Your goal. Copy the records word for word, starting at the beginning of the records and stopping after the line that contains "[(182, 192)]". Leave the pictures out of your copy.

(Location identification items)

** BEGIN **

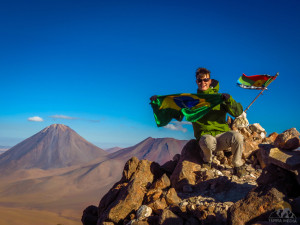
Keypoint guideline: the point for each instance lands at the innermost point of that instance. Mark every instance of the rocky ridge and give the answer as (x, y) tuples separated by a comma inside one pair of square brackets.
[(181, 191)]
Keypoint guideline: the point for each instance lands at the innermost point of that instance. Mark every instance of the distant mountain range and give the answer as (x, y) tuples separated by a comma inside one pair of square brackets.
[(55, 146), (57, 162)]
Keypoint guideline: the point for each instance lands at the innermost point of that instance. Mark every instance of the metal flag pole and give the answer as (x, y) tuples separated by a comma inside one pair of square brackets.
[(265, 87)]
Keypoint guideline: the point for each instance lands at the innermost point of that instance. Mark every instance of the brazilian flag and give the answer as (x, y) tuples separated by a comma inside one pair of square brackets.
[(177, 106)]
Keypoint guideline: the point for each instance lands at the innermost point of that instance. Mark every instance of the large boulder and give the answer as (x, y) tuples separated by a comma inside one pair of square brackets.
[(128, 194), (276, 186), (185, 172)]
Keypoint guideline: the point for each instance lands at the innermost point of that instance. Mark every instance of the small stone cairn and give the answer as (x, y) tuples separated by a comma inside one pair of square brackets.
[(182, 192)]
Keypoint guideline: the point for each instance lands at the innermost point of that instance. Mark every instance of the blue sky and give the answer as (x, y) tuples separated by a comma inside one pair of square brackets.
[(92, 65)]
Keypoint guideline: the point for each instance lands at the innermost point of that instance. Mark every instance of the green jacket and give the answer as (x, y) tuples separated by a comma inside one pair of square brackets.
[(214, 122)]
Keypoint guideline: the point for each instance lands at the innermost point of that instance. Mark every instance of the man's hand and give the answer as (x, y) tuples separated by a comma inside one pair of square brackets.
[(153, 98), (225, 96)]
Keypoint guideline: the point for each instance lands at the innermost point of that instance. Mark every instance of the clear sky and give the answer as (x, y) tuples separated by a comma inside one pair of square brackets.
[(92, 65)]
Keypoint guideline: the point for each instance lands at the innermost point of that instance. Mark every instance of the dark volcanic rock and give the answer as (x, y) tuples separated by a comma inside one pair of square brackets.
[(128, 194)]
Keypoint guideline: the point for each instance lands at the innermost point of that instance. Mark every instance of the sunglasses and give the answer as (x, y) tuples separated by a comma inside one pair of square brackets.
[(201, 80)]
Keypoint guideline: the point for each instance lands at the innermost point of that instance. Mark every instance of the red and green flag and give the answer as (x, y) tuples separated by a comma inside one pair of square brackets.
[(177, 106), (255, 81)]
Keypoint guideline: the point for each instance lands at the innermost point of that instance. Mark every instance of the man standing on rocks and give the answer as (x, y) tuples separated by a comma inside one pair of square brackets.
[(212, 131)]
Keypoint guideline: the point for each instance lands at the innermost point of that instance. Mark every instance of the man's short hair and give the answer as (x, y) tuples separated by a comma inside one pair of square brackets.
[(202, 71)]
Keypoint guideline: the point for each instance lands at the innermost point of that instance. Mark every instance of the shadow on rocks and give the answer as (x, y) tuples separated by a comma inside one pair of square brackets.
[(221, 189)]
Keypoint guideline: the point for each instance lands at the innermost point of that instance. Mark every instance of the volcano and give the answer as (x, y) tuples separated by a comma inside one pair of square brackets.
[(56, 146)]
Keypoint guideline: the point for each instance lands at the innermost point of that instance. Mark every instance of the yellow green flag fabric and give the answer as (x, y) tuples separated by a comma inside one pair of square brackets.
[(178, 106)]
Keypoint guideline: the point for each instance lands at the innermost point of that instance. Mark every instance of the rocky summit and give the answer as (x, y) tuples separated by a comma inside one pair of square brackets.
[(183, 192)]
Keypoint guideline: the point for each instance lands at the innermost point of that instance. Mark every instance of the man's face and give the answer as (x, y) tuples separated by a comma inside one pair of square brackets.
[(203, 81)]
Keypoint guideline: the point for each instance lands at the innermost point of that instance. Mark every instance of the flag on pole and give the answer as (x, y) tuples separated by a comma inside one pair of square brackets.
[(177, 106), (255, 81)]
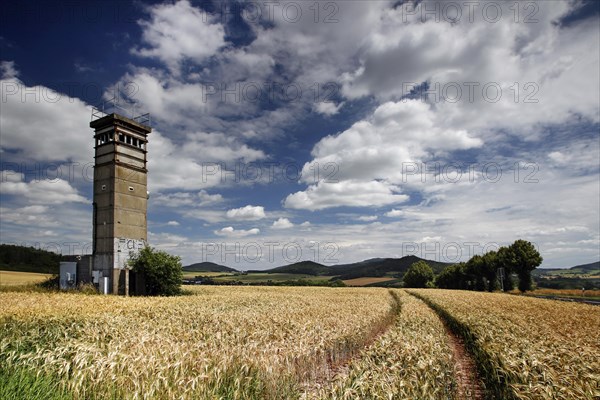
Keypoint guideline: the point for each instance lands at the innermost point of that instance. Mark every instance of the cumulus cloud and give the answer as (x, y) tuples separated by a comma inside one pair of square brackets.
[(31, 112), (327, 108), (370, 156), (349, 193), (179, 199), (394, 213), (40, 191), (542, 77), (247, 213), (236, 233), (282, 223), (8, 71), (367, 218)]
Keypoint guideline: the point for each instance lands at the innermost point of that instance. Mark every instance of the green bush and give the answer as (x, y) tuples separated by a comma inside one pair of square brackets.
[(162, 272), (419, 275)]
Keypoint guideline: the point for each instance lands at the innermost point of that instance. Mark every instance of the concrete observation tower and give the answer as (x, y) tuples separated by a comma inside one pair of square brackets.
[(120, 196)]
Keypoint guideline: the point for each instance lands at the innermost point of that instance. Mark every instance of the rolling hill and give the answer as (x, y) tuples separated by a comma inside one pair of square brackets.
[(207, 267), (376, 267)]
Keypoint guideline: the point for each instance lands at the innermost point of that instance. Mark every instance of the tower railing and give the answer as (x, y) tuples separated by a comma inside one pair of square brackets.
[(112, 106)]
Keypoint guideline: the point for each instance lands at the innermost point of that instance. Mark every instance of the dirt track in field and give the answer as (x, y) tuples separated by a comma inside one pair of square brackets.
[(469, 385)]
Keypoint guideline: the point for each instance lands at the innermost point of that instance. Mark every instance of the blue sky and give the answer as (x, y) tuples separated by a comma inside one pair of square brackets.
[(325, 131)]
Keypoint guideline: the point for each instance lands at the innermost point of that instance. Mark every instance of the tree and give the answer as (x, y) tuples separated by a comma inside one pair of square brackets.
[(489, 266), (418, 275), (475, 271), (452, 277), (163, 273), (503, 257), (523, 258)]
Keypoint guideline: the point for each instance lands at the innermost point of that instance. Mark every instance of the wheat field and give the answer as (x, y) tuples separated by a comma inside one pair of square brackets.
[(293, 343), (537, 348)]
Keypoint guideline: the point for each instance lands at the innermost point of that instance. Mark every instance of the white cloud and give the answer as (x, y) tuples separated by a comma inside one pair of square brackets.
[(236, 233), (327, 108), (247, 213), (369, 158), (178, 32), (40, 125), (394, 213), (379, 147), (56, 191), (8, 70), (282, 223), (349, 193), (189, 172), (194, 199), (367, 218), (552, 64)]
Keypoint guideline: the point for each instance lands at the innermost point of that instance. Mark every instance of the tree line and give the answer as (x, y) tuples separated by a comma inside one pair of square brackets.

** END **

Expected output.
Keypoint guideline: the point for each instance lands at the innermost point of that instance. Mark every instance of the rocky ridge and give the answer as (x, y) tuples separated by a comma inside one pair of square brackets.
[(181, 191)]
Keypoint guideline: the point for each instance lands at the innermost point of that instance. Mark every instance of the distant mountain range and give the answer as (x, y) tuples separated by a comma inside one pair of square brackets.
[(55, 146), (57, 162)]
Keypoint guideline: the point for each instance lands at the innermost point of that instance. Mark every instance of the metal flag pole and give the answer as (x, y) tuples separated by a comma inside one pair of square brackets.
[(265, 87)]
Keypoint guideline: the point for each instance lands at the innermost point of that instance. Mark every instance of the brazilian flag and give the answer as (x, y) tuples separated by a comma inside one pair of square brackets.
[(177, 106)]
Keypoint guideline: the point for each instance lands at the innermost point of that instance. Mark every instance of the large boulder and give the answer as (x, y) tuples separated by a comma inside one pair of square brackets.
[(128, 194), (276, 186), (185, 172)]
Keypoint guideline: the point for each instance lands at the innermost point of that instance. Mark every instance of the small stone cairn and give the answer as (x, y) tuples separated by a comma inside one pair of square brackets.
[(182, 192)]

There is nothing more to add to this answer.